* **DIRECTION**:
Copy everything from the start of the data below down to the line containing "x=343 y=205", with that line included.

━━━━━ DATA SHOWN ━━━━━

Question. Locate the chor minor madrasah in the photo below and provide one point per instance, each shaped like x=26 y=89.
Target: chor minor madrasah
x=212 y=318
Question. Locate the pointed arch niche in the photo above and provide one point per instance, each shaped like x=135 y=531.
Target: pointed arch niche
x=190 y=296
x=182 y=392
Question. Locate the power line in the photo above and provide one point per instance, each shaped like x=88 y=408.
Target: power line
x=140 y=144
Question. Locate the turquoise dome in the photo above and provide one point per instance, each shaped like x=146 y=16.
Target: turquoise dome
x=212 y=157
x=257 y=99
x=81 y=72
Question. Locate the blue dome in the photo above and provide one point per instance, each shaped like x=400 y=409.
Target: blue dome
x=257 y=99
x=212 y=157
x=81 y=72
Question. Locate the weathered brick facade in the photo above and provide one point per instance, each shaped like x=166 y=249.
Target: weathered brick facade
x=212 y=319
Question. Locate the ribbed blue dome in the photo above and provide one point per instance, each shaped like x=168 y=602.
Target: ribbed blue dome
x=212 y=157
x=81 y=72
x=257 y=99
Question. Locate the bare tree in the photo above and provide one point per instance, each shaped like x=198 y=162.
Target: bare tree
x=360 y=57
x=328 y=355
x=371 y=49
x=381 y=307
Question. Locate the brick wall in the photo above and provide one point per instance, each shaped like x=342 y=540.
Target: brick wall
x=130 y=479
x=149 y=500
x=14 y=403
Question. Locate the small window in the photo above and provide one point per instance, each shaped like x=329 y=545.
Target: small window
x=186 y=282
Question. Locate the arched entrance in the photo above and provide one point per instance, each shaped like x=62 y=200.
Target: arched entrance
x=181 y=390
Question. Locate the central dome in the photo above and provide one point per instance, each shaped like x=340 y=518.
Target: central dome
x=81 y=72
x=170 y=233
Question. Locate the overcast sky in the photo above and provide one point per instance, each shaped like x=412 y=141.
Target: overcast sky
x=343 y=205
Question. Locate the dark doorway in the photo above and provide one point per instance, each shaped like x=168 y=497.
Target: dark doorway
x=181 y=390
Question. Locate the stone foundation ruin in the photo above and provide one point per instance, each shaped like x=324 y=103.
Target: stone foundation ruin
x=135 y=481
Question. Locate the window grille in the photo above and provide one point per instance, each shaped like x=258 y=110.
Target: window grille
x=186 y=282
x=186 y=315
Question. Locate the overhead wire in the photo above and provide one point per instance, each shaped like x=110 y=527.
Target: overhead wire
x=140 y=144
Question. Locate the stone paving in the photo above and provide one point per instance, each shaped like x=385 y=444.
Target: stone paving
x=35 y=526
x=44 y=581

━━━━━

* **EXERCISE SOLUTION**:
Question. Locate the chor minor madrasah in the photo below and provide one point per instance, each shaped like x=26 y=89.
Target: chor minor madrasah
x=212 y=318
Question. Locate the pointed arch niche in the photo above and provide one point per instance, each shaped like x=135 y=531.
Target: pointed arch niche
x=190 y=296
x=182 y=392
Question. Locate the power line in the photo above and provide one point per instance, each shaped like x=88 y=408.
Target: power line
x=140 y=144
Question. Locate the turquoise dome in the photo above and provide one point per instance, each shaped like x=146 y=16.
Target: turquoise dome
x=212 y=157
x=257 y=99
x=81 y=72
Question. Locate the blue dome in the photo above and provide one point per instance, each shaped like x=400 y=409.
Target: blue dome
x=257 y=99
x=212 y=157
x=81 y=72
Question. Locate the weathered brick facade in the photo above and provide one point per instance, each shaped like x=166 y=249.
Target: weathered brick facade
x=212 y=319
Question. Locate the ribbed blue dome in the photo above and provide one point per instance, each shaped like x=168 y=602.
Target: ribbed blue dome
x=212 y=157
x=81 y=72
x=257 y=99
Question. Locate the bare tree in the photo above and provide one point per instance, each shaped like x=198 y=162.
Target: bare tree
x=360 y=57
x=328 y=355
x=371 y=49
x=381 y=307
Question. Locate the brick wall in the photo above and provide one point per instance, each shaped like x=342 y=540.
Target: brick wall
x=130 y=479
x=149 y=500
x=14 y=403
Question. Locate the small window in the photo above and provide one point per instance, each shaped like x=329 y=545.
Target: small window
x=186 y=282
Question. Locate the arched entrance in the photo above and provide one point per instance, each shaped like x=62 y=200.
Target: arched entrance
x=181 y=390
Question. Locate the central dome in the photo above and provide one point per instance, each shaped like x=340 y=518.
Target: central dome
x=81 y=72
x=170 y=233
Question. Locate the overcast sky in the photo above and provide one point per instance, each shaped like x=412 y=141.
Target: overcast sky
x=343 y=205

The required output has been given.